• [Records for this exercise]:
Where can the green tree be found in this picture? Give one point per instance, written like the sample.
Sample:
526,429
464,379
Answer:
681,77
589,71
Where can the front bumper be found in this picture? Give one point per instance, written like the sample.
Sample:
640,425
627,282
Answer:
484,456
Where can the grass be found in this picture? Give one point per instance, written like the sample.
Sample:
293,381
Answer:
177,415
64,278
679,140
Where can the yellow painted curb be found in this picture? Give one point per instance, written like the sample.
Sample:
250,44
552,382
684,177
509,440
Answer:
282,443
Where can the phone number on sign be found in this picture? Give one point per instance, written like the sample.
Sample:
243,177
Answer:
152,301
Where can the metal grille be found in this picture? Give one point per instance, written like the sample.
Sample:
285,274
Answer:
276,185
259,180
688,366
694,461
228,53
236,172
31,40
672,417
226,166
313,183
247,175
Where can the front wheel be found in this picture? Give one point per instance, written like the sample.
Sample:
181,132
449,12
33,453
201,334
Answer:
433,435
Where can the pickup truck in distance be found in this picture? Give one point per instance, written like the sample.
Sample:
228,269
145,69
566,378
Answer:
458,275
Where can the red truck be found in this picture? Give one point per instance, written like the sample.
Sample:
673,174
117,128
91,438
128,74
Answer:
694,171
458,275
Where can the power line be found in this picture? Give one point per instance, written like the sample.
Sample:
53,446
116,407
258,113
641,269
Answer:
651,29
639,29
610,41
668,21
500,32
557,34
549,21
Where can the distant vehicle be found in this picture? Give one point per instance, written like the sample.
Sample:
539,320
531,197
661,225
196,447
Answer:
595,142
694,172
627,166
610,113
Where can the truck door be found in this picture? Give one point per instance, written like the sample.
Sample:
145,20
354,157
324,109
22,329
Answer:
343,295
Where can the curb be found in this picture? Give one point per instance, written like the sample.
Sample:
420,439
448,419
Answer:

• [The task]: What is the number of lines above that contain the string "front"? Answer with that number only.

• [Finished task]: 2